# [REQUIRED WORK]
Collect every line of the rows below that contains the string "glove" and copy each one. Case counts.

** START RECORDS SUPPLIED **

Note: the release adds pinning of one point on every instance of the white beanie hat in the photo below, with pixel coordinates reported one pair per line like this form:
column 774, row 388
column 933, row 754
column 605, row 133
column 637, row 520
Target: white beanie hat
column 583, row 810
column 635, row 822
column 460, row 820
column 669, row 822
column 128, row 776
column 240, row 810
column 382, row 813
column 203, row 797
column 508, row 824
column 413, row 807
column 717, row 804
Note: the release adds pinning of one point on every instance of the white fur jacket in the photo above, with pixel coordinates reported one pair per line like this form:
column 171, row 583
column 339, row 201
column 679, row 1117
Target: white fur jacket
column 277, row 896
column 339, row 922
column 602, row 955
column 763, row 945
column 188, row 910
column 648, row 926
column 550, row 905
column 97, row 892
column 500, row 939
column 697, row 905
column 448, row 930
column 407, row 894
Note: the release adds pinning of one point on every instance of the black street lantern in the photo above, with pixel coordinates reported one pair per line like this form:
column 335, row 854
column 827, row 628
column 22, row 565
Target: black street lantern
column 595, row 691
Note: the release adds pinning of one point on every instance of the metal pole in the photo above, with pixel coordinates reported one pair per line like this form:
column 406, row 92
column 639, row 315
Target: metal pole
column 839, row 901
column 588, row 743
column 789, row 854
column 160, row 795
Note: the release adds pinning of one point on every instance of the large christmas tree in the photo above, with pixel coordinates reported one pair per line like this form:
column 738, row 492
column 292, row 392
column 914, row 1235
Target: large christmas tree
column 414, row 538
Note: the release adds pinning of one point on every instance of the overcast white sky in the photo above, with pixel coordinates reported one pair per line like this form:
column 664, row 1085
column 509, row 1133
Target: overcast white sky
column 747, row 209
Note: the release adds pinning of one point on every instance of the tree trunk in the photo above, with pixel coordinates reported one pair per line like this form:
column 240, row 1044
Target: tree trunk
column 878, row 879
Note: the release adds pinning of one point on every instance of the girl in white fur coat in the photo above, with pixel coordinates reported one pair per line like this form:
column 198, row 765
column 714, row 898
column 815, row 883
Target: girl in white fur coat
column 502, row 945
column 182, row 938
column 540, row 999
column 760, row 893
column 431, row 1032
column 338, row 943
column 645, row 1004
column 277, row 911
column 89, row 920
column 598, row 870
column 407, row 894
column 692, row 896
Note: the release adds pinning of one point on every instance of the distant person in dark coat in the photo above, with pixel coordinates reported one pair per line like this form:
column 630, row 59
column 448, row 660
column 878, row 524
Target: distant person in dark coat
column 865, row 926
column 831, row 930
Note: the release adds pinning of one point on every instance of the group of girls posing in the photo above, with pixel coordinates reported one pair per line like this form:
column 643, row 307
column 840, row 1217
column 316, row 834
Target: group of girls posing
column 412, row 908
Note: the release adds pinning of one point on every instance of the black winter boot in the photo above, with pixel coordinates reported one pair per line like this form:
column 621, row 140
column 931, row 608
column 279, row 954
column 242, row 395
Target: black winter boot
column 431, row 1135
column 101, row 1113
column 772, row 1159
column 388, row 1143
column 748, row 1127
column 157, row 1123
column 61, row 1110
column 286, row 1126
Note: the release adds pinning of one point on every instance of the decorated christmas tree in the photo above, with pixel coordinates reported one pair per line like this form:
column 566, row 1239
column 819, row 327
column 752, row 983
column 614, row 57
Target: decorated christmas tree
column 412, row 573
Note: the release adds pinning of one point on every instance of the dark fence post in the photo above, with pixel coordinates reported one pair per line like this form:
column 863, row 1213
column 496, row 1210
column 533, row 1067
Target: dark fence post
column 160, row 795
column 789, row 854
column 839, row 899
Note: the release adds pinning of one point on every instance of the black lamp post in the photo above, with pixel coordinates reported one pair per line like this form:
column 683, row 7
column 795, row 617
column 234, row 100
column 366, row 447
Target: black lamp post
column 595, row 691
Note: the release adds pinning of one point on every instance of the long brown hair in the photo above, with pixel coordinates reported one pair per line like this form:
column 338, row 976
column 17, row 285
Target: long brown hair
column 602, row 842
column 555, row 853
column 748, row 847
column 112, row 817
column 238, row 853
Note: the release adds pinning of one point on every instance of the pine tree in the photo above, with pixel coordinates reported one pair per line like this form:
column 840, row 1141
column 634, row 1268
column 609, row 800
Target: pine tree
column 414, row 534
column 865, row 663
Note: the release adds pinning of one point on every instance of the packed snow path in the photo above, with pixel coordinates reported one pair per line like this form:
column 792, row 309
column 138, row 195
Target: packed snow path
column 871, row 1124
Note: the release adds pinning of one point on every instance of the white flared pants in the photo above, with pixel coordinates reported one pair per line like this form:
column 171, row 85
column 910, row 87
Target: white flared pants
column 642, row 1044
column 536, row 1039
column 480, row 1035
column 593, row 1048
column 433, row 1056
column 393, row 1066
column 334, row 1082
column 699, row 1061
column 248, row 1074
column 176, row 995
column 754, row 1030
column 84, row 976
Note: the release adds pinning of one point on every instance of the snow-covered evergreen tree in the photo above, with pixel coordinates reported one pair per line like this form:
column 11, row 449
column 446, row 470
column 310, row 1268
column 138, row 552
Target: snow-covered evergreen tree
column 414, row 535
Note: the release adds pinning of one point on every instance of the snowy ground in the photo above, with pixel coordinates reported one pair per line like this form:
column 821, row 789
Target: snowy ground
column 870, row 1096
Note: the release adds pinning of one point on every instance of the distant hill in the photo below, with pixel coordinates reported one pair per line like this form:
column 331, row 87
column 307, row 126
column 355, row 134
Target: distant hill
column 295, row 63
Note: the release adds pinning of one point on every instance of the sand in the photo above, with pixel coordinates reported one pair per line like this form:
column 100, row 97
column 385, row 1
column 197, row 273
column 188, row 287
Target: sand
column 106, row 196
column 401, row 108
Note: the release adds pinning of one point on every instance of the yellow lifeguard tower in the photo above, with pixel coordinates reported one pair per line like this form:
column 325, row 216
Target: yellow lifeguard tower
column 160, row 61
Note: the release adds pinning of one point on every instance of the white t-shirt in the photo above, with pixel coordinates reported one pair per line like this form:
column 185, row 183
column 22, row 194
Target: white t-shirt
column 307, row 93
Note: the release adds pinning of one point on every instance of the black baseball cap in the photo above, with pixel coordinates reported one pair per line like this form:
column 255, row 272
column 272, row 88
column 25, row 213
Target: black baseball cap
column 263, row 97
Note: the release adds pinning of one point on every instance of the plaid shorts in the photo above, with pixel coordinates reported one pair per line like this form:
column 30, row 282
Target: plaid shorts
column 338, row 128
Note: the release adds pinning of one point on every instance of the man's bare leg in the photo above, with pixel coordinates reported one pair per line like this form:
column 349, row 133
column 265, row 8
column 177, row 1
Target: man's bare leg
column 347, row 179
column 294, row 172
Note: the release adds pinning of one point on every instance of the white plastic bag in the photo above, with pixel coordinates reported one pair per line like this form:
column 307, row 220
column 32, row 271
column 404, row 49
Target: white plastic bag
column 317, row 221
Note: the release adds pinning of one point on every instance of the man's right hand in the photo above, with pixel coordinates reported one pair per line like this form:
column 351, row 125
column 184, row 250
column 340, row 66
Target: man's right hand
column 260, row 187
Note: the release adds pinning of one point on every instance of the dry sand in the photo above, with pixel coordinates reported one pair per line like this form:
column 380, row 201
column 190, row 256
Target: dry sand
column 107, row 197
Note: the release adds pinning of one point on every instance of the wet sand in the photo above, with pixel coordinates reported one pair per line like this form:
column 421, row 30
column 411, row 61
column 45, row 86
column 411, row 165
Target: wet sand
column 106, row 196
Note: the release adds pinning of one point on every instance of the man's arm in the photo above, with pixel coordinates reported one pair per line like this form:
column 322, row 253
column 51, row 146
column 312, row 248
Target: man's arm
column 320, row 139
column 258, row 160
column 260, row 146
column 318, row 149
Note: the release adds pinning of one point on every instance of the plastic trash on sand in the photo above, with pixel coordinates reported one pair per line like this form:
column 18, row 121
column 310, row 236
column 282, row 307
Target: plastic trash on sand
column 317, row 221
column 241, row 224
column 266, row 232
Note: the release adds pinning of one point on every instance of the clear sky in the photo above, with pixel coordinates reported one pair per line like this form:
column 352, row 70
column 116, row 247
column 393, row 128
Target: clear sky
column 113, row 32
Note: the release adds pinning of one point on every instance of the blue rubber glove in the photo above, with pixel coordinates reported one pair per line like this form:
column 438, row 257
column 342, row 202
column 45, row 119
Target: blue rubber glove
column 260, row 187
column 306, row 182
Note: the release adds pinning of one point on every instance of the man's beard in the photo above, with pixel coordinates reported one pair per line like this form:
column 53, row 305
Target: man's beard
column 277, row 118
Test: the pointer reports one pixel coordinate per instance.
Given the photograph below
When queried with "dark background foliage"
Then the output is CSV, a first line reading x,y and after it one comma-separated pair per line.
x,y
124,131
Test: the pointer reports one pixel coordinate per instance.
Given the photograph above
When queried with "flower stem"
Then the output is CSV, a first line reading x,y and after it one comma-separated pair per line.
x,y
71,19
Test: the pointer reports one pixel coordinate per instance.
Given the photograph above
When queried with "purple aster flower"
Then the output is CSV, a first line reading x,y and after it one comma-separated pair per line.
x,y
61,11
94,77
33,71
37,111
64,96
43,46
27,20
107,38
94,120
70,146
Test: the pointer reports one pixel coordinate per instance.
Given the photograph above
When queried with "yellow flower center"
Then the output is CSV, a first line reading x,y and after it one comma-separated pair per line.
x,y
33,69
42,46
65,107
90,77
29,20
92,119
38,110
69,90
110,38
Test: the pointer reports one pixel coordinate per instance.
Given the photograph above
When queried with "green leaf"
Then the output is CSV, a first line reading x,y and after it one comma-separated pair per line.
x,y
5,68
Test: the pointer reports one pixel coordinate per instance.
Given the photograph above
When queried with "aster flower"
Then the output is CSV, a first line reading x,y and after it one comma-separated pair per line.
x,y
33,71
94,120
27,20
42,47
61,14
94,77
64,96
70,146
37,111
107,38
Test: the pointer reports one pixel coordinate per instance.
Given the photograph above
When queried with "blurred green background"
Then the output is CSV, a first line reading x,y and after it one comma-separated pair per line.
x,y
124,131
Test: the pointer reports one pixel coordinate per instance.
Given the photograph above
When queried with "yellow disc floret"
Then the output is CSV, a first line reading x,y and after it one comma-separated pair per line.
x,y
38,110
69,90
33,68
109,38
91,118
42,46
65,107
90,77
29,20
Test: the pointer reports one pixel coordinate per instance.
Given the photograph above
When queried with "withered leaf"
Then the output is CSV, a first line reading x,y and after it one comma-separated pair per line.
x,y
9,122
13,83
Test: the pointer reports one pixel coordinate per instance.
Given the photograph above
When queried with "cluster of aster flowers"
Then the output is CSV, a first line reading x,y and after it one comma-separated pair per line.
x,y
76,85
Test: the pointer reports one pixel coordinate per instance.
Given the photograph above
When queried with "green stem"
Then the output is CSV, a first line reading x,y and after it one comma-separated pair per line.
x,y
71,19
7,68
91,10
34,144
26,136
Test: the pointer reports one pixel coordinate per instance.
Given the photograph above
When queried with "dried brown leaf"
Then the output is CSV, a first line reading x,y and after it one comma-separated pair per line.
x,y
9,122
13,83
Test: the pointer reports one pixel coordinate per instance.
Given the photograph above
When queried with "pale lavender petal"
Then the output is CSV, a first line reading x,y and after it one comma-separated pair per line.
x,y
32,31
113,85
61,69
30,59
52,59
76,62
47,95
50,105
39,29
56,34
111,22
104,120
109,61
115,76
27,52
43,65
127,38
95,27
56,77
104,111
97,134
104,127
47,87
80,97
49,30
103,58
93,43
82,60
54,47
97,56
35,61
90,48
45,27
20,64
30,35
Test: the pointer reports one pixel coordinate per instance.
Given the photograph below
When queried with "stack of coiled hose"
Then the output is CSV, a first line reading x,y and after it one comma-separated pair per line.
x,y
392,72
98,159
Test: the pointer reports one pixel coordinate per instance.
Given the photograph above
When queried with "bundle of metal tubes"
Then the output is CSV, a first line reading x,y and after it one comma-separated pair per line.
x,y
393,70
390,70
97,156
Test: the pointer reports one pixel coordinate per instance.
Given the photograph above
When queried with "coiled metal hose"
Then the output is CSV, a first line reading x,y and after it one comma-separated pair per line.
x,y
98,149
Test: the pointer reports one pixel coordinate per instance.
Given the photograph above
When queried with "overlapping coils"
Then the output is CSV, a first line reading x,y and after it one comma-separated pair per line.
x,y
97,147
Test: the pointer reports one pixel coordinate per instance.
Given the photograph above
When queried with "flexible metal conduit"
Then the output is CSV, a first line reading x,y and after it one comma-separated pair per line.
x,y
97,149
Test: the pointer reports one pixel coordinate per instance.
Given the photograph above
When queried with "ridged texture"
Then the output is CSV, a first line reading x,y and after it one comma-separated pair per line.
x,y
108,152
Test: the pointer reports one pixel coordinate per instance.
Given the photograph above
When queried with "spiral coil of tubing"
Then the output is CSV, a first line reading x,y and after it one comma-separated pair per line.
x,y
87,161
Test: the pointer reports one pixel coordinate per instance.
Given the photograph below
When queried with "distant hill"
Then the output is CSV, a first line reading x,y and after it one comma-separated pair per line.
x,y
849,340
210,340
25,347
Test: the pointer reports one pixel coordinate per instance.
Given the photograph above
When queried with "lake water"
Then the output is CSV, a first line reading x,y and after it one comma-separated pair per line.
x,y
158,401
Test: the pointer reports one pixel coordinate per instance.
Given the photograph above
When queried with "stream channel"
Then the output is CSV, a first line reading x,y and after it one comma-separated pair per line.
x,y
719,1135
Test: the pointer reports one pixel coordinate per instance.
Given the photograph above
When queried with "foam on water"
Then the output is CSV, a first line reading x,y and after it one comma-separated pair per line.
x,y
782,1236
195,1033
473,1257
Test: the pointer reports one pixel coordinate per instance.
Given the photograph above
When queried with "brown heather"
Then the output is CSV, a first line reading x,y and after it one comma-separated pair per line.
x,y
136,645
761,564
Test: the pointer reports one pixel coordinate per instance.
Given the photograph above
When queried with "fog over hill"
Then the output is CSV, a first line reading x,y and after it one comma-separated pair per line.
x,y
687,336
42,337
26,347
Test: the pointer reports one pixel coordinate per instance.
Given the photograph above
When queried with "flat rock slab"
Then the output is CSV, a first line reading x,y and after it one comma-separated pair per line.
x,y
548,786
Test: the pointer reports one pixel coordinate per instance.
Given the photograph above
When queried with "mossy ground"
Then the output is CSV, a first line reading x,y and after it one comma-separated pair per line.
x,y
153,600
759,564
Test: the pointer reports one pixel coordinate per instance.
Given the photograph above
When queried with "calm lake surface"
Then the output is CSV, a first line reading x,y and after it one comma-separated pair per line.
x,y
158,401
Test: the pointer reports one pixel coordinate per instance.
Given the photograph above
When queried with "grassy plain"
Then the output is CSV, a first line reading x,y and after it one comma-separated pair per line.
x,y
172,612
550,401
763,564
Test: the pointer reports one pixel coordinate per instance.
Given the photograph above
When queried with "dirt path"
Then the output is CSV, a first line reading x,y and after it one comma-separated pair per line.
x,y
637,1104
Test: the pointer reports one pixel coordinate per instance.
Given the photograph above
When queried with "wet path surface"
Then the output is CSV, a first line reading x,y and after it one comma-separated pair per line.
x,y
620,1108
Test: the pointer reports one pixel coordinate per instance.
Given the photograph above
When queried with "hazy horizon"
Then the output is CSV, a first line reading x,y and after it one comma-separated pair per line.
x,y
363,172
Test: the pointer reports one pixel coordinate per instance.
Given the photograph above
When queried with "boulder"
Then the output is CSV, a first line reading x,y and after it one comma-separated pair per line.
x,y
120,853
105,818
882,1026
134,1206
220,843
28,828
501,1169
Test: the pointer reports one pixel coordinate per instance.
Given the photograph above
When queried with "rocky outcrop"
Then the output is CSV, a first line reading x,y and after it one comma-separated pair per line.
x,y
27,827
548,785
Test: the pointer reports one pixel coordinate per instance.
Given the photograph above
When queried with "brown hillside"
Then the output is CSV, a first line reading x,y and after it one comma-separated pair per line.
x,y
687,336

** END RECORDS SUPPLIED **

# [THE SOLUTION]
Note: the release adds pinning of one point on every instance of the blue rubber glove in the photo above, with pixel coordinates reported one pair per line like this form:
Target: blue rubber glove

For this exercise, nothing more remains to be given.